# Extract
=-=-=-=-=
Fraydos is cheap in price, but in the beginning the product was most excellent. Their product is now beginning to reflect their price, hence the saying "you get what you pay for". I hope they perk up, cause I'm excited about Pizza Hut opening. Heck, even Dominoe's delivers a pizza lathing with cheese and plenty of sauce without one having to even request it! Wake up Fraydos. This is your hour of make it or break it. For this meal, you're getting 2 1/2 stars out of 5, and I'm going to try Pizza Hut next to see if it's any better.
Gee offered to get take-out last week and although I was leaning toward pizza, but after the above, we decided on Chinese. We had recently received a menu from the new Zou's in the mail (we usually order from Lucky China and have always been thoroughly satisfied), so we decided to give them a try.
Hot & Sour Soup for Two: Well, I don't know where to begin. The special hot & sour soup for two that we have had a numerous Chinese places is full of scallops, shrimp, chicken, chinese vegetables and mushrooms, and a little tofu. The broth is usually not too thick, and is nice and spicy. The soup we got at Zou's was first, very thick, like a gravy rather than a soup. I think we counted two shrimp, two scallops, a couple of very small and almost unidentifiable pieces of chicken, and TONS of tofu! Me, I detest tofu. I pick it out. I had my tastebuds all set for a nice bowl of hot & sour with lots of shrimp, scallops, etc., and what I got was a bowl of gravy filled with tofu, emphasis on "filled" as in filler.
We also ordered the House Fried Rice. In the large container, the fried rice contained exactly two shrimp and no other meat, and it was very dry.
Lastly, we shared an order of Three Delicacies - shrimp, chicken and beef - with Chinese vegetables in a gravy sauce. Again, short on the shrimp and chicken, heavy on the beef, and overall, the size of the order was very disappointing. Usually one expects and receives such a large order that you can count on having plenty to share. The taste was very good, but it was not up to the standards that I expected.
Okay Zou's, you're getting 1 1/2 stars out of 5 on this one. For my money, I'm going to stick with Lucky China (keeping with trying to support Helena business).
HOW ARE WE FEELING?
On the way back from our trip to Georgia to see Gee's mother yesterday, he said that it seemed that I was feeling better, probably unnoticed by moi that I had not complained much. I had not thought much about it, but when he mentioned it, I did and realized that yes, I am finally feeling a lot better. I have a couple of issues with my neck that still plague me, but I have traveled a very long road and it seems I am walking downhill now, instead of uphill, and it's easier every day, thank God. I see the doctor a week from today and I am in great hope of being back to work sometime next week.
=-=-=-=-=
# Stored data
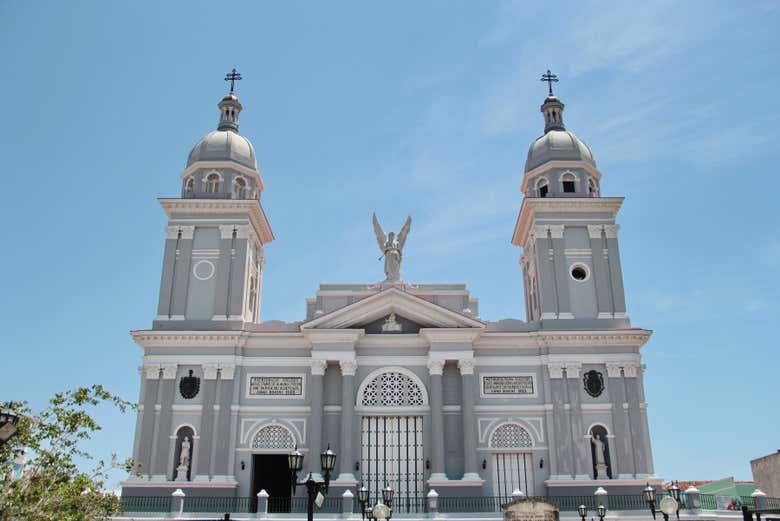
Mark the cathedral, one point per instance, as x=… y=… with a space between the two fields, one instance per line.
=-=-=-=-=
# Required work
Summarize the blog excerpt at the top of the page in three sentences.

# Result of the task
The writer gives Fraydos 2 1/2 stars out of 5, saying its once-excellent product now reflects its low price, and plans to try Pizza Hut next. A take-out order from the new Zou's disappointed: the hot & sour soup was thick like gravy and full of tofu, the House Fried Rice was dry with only two shrimp, and the Three Delicacies tasted very good but was a small order short on shrimp and chicken, so Zou's gets 1 1/2 stars and the writer will stick with Lucky China. The writer also reports finally feeling a lot better after a very long road despite lingering neck issues and hopes to be back at work sometime next week.